Записи о размещении точек:

-=-=-

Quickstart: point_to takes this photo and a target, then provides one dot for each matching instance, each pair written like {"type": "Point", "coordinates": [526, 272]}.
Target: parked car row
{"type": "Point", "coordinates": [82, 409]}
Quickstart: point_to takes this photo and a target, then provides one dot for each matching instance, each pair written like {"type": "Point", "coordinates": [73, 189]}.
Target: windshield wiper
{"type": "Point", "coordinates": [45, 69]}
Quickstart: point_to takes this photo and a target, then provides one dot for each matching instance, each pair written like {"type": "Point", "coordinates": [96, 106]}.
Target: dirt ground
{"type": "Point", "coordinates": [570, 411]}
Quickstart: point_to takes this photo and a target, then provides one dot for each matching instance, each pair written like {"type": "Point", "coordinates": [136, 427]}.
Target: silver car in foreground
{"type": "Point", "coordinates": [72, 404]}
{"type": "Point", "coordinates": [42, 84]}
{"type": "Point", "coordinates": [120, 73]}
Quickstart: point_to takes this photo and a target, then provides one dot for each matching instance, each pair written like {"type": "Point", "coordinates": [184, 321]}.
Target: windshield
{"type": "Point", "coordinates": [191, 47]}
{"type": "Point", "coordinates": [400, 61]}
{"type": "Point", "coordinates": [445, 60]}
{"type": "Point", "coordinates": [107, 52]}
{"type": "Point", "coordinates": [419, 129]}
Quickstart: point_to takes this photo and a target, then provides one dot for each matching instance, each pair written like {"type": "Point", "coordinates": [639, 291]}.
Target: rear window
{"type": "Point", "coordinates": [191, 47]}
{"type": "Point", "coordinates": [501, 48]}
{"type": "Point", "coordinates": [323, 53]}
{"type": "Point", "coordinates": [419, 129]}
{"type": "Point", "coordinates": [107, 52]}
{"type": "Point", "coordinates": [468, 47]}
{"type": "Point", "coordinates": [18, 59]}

-=-=-

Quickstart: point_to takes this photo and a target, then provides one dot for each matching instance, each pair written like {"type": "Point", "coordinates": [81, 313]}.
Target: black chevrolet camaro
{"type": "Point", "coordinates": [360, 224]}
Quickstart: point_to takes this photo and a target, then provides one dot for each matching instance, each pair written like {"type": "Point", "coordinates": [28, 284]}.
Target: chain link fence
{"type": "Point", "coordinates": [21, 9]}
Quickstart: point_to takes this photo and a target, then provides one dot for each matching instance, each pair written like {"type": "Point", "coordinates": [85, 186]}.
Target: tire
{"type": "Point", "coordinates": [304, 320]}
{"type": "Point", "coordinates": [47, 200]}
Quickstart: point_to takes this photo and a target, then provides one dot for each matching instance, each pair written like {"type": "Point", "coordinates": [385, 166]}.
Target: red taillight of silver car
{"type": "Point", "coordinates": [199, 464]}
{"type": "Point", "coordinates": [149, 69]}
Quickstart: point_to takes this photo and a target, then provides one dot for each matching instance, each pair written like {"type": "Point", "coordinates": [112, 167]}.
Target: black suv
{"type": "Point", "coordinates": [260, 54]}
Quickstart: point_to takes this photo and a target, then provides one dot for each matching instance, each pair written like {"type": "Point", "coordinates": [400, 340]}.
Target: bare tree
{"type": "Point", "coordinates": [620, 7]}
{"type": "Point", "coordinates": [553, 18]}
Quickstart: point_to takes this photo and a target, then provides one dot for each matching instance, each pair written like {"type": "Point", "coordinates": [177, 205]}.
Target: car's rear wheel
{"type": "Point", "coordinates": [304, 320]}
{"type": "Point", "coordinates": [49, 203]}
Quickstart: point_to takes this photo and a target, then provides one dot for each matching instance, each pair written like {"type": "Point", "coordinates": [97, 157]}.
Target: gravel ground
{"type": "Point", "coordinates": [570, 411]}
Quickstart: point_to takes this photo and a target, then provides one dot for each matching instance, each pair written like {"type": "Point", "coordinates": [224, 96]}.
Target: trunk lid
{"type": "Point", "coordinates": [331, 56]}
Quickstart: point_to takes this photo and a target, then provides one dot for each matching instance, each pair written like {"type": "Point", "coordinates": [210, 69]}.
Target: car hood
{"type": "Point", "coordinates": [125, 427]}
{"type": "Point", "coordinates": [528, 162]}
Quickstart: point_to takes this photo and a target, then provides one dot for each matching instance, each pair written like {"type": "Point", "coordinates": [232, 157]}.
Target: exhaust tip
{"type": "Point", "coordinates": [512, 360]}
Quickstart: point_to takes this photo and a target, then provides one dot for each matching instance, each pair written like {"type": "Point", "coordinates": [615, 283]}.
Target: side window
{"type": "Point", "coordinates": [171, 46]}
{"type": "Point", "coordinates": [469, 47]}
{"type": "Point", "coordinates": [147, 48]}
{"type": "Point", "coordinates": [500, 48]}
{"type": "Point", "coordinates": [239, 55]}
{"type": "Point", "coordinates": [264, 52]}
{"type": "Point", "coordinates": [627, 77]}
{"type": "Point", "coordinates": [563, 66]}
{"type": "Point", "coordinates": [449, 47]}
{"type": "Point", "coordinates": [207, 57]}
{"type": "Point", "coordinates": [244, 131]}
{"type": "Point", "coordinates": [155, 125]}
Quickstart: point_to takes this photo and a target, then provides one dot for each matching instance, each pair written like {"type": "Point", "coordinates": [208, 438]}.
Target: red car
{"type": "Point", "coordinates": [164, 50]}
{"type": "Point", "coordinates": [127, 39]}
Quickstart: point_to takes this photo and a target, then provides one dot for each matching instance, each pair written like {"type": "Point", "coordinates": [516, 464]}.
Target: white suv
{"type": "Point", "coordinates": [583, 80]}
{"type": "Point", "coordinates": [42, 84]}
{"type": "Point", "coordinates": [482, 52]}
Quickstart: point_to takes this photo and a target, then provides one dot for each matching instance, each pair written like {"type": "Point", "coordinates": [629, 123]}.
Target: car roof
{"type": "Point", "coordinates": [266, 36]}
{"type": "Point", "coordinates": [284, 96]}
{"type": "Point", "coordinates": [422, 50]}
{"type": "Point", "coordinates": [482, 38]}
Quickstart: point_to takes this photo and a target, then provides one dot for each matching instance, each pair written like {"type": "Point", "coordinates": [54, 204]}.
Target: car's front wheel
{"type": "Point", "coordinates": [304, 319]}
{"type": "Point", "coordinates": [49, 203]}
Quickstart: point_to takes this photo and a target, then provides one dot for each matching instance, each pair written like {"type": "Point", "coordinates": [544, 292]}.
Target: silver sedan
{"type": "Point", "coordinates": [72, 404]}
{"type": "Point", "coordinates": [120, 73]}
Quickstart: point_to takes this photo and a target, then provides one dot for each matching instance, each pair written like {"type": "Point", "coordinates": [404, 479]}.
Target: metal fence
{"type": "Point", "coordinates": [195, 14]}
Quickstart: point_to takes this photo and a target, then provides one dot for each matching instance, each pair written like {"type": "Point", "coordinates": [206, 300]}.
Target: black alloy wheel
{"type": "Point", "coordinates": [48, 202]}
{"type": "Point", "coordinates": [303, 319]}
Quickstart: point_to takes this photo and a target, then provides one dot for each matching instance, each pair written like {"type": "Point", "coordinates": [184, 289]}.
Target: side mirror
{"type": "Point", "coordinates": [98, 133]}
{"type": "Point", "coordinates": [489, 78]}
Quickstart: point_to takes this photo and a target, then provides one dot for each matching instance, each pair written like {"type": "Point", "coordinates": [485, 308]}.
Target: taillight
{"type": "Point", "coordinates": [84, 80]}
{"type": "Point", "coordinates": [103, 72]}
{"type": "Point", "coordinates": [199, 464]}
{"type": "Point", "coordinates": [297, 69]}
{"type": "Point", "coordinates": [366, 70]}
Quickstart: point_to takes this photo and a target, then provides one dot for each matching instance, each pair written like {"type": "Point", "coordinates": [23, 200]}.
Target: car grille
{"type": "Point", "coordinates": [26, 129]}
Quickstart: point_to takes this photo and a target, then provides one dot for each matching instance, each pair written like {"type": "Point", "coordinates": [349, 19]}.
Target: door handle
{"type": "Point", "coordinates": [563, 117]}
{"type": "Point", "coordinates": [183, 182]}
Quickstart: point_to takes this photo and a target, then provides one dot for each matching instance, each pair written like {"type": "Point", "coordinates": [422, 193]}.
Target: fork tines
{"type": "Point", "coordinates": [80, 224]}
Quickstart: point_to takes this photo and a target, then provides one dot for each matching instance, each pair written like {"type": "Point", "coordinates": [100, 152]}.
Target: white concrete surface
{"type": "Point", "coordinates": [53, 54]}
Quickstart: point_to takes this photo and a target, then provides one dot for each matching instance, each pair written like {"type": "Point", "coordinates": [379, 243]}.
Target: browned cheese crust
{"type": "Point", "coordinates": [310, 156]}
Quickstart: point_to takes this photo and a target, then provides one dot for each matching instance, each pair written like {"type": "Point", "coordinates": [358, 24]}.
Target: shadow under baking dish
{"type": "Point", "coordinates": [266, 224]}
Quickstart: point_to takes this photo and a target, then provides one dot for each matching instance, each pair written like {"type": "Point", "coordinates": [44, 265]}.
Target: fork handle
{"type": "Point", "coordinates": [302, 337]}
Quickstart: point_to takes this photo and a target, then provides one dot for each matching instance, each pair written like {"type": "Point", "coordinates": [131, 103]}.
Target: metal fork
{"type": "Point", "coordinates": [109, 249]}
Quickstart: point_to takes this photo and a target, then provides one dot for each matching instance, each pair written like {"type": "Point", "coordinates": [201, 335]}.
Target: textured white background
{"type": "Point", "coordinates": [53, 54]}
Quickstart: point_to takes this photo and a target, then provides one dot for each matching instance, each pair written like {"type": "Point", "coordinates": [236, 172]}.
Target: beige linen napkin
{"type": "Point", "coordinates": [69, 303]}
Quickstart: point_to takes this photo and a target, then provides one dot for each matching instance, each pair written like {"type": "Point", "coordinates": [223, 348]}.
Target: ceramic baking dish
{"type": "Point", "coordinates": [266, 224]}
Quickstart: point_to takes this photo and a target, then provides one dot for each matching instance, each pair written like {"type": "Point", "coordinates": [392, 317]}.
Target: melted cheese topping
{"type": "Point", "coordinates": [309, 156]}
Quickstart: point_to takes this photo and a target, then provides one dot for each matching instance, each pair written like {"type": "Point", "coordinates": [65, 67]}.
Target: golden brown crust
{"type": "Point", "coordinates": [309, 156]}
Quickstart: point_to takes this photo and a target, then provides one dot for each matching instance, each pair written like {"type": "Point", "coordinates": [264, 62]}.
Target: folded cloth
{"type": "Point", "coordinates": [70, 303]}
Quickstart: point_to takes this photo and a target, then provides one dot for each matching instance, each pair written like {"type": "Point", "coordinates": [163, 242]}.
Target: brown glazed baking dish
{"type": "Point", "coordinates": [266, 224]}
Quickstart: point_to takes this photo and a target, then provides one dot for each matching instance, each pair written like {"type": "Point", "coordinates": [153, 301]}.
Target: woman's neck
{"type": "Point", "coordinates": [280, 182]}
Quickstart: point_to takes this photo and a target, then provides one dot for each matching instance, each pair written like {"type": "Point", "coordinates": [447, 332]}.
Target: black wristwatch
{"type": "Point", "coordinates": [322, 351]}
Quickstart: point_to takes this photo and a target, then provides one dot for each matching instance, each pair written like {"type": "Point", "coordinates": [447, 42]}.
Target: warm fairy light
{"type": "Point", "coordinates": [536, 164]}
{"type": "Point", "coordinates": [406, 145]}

-=-=-

*ЗАДАНИЕ К ВЫПОЛНЕНИЮ*.
Выберите из приведенных выше записей все строки, содержащие слово «silver», и перепишите их. Регистр букв учитывается.

*ПОЛНЫЙ ОТВЕТ*.
Target: silver car in foreground
Target: red taillight of silver car
Target: silver sedan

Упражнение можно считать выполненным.